WHAT IS EXPECTED
Locate every line in the material below that contains the string "before" with the same capitalization, and copy each of those lines in full.

MATERIAL FOR THIS TASK
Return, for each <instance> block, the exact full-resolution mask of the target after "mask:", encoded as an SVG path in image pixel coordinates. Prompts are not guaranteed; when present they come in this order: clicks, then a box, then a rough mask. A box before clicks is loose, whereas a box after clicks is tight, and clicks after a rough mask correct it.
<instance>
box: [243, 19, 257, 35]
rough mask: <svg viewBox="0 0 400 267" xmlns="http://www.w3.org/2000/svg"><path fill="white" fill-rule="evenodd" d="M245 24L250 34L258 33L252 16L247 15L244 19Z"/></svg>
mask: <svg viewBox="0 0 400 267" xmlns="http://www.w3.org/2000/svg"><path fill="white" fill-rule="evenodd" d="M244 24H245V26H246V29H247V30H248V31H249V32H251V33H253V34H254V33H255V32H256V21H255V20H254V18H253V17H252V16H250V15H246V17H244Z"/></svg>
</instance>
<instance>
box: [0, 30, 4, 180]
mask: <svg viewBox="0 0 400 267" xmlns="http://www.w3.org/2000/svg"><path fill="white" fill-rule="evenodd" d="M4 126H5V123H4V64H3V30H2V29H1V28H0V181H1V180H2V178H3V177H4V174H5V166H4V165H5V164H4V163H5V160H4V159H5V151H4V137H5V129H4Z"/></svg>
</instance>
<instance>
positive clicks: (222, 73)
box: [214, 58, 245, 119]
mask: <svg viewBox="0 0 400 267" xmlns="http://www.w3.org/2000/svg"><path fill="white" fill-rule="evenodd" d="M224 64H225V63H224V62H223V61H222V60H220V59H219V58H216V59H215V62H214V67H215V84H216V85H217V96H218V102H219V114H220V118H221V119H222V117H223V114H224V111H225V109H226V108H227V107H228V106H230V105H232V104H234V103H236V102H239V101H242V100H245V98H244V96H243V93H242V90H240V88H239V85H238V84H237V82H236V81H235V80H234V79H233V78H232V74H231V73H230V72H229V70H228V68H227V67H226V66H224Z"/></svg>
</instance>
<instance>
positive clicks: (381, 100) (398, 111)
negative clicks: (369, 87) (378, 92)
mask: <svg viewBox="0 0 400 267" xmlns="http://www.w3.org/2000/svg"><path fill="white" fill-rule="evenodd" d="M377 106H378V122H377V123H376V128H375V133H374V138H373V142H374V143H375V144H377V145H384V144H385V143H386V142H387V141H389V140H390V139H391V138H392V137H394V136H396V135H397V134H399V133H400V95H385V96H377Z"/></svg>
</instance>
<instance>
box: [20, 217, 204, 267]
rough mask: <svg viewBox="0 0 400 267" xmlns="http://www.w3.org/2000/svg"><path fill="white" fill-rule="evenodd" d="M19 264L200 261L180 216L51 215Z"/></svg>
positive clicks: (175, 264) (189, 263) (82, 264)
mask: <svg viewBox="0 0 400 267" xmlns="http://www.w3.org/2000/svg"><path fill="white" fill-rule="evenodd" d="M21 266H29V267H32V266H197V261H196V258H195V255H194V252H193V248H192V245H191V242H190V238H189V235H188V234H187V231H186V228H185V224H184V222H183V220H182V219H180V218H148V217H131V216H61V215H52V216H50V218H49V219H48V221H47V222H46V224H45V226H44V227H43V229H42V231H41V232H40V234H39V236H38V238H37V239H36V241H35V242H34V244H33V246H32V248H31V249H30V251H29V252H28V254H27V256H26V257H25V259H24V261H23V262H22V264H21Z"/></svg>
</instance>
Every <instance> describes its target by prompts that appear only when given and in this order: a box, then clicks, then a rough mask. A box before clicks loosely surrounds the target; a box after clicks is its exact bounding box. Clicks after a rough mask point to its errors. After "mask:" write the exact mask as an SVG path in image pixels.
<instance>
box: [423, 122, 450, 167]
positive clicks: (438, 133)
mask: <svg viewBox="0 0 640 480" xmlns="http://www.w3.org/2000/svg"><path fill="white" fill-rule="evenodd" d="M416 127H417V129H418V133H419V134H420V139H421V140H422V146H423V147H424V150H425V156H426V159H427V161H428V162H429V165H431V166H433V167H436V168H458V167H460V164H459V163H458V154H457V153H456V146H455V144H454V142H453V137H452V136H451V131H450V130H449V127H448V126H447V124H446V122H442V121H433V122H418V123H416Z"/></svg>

EXERCISE RESULT
Return, for each <instance> block, the exact full-resolution mask of the target after "mask:", encoded as an SVG path in image pixel coordinates. Prompts are not guaranteed; when present they come in this order: clicks, then a box, then a rough mask. A box before clicks is loose, whereas a box after clicks is tight, and clicks after a rough mask correct it.
Every <instance> describes its target by prompts that appear only when given and in this order: a box, then clicks, then a rough mask. A box before clicks loosely surrounds the target; a box after clicks is its exact bounding box. Clicks after a rough mask point to its errors. After "mask:" write the exact mask as an SVG path in image pixels.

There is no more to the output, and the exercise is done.